Things to do.
1. List every dog that the forum thread about poodle breeders mentions by its own name.
2. Continue the forum thread about poodle breeders from where it stops.

Source.
☆ ☆ ☆
Connie is a lovely woman I met her litter of puppies out of Raina (a Lumiere bitch last year and observed Terry, Judy, and Natalie of Lumiere evaluate the litter) they were all sweet gorgeous pups!!

She will be super helpful and able to answer any of your questions, also give terry and Judy some time to reply its smack dab in the middle of a heavy show season and they might not be able to reply Super swiftly. I've met several of each of these breeders dogs and I can say that they are all beautiful as well as sweet tempered ^_^


----------



## ArreauStandardPoodle (Sep 1, 2009)

I have a couple of litters expected next year. We just bred our Jenny to Quincy, our black champion. These puppies are all spoken for however. We hope to do two breedings in the Spring. Depending on what Quincy produces with Jenny, we might breed him to either Marlowe or Betty-Jo. The other girl will be bred to Flynn (Dayspring Sun King at Arreau). One of these litters is also spoken for. We will also be breeding, late in the 2013, and pending testing, Betty-Jo's daughter Cayenne, who is the darkest red Standard I have ever seen. This girl also has glorious pigment. We have not yet chosen a sire for her premier litter, but will be shooting for a red boy.

Thanks peppersb and Plumcrazy! You are very kind!


----------



## Keithsomething (Oct 31, 2009)

sealy did you ever get ahold of COnnie or one of the other amazing breeders I mentioned? I know Terry is at the Canfield cluster this week but his partner should be able to help you with any questions if you called or emailed ^_^


----------



## Marcoislandmom (Mar 15, 2012)
☆ ☆ ☆
Dataset.
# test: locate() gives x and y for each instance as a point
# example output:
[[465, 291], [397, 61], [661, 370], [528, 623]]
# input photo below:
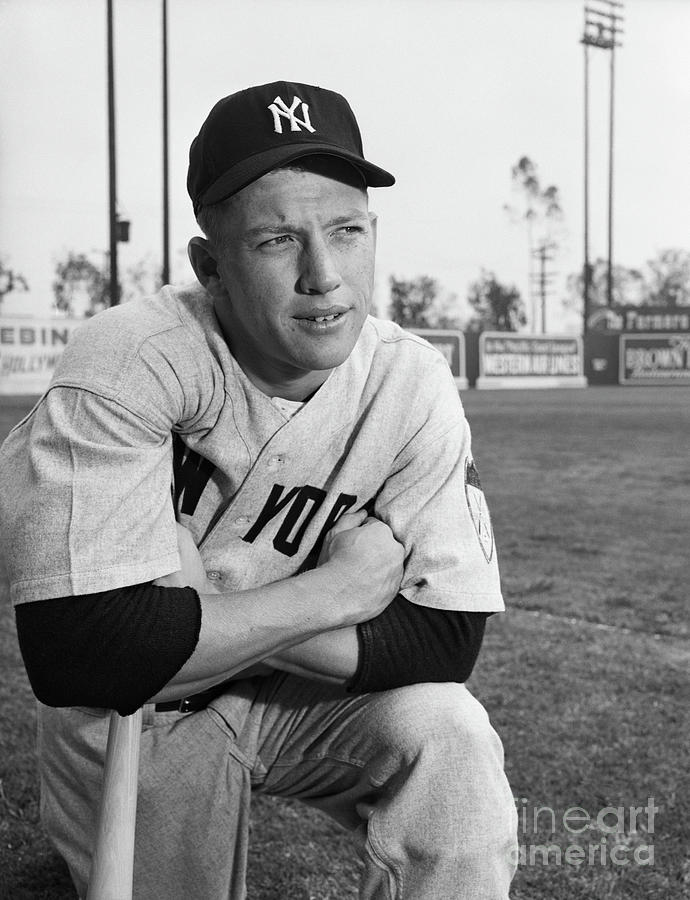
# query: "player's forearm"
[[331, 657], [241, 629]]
☆ ☆ ☆
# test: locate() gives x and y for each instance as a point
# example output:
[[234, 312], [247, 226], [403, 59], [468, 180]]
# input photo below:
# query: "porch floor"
☆ ☆ ☆
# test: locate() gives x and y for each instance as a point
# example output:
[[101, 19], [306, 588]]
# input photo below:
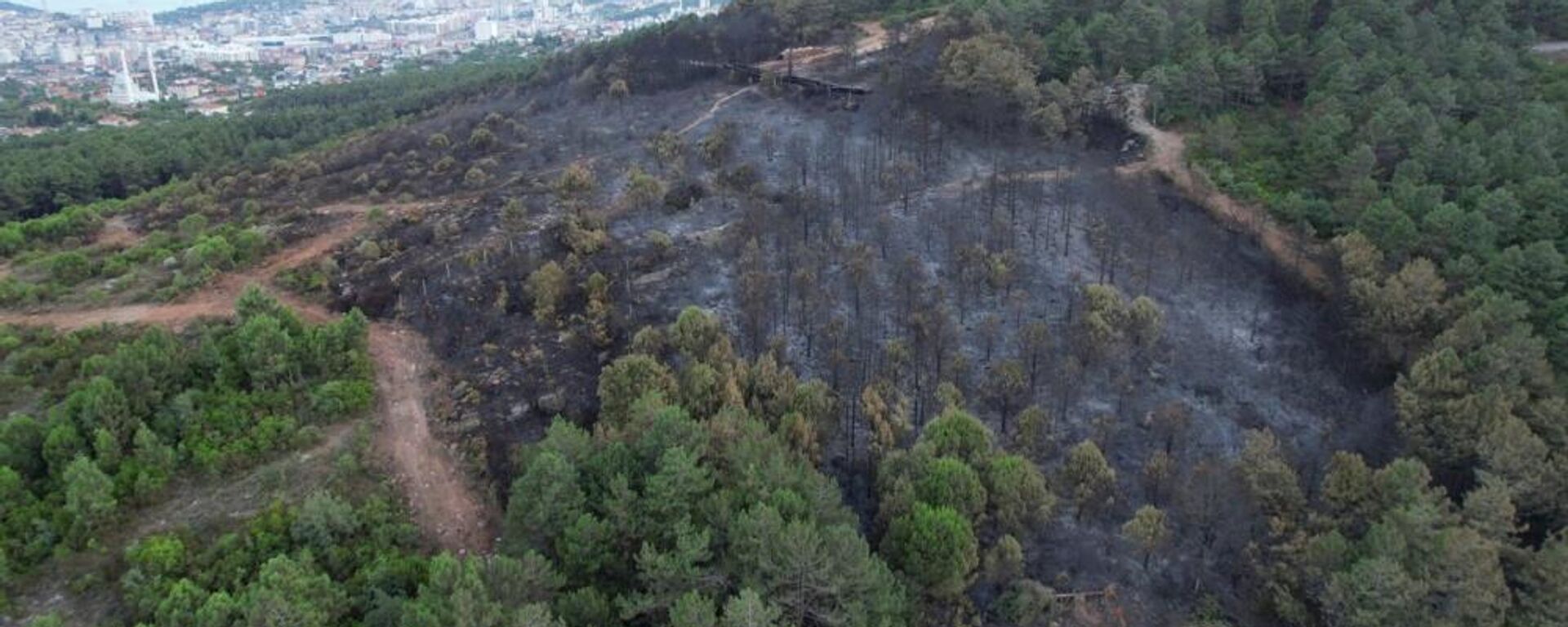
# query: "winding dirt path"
☆ ☆ ☆
Responses for each task.
1. Raina, Jenny, Quincy, Marlowe, Betty-Jo, Flynn (Dayspring Sun King at Arreau), Cayenne

2.
Sealy got a puppy. Looking forward to seeing pictures soon.


----------



## Keithsomething (Oct 31, 2009)

Oh that's so exciting who did you get your puppy from Sealy?


----------



## Sealy (Jul 16, 2012)

Keithsomething,

I was able to touch base with Connie in early June and she was expecting a litter of creme, apricot, and possibly red. But, I was unable to get additional info from her. (I only tried contacting her 1 other time. 

Terry did indeed get back to me. He is only going to have apricots available and I had my hear set on red.

Thanks,
Kristi


----------



## Sealy (Jul 16, 2012)

*Ruby*

Here are a couple of pics of Ruby!


----------



## petitpie (Nov 16, 2011)

Ruby is so sweet and adorable. Congratulations!


----------



## Marcoislandmom (Mar 15, 2012)

Ruby is adorable. Congratulations.


----------



## sophiebonita (Jul 10, 2012)

Aw hi im a new mpoo owner you got a really gorgeous pup


Sent from my iPhone using PG Free


----------



## jazzipoodle (Mar 30, 2010)

She's a cutie! Congratulations!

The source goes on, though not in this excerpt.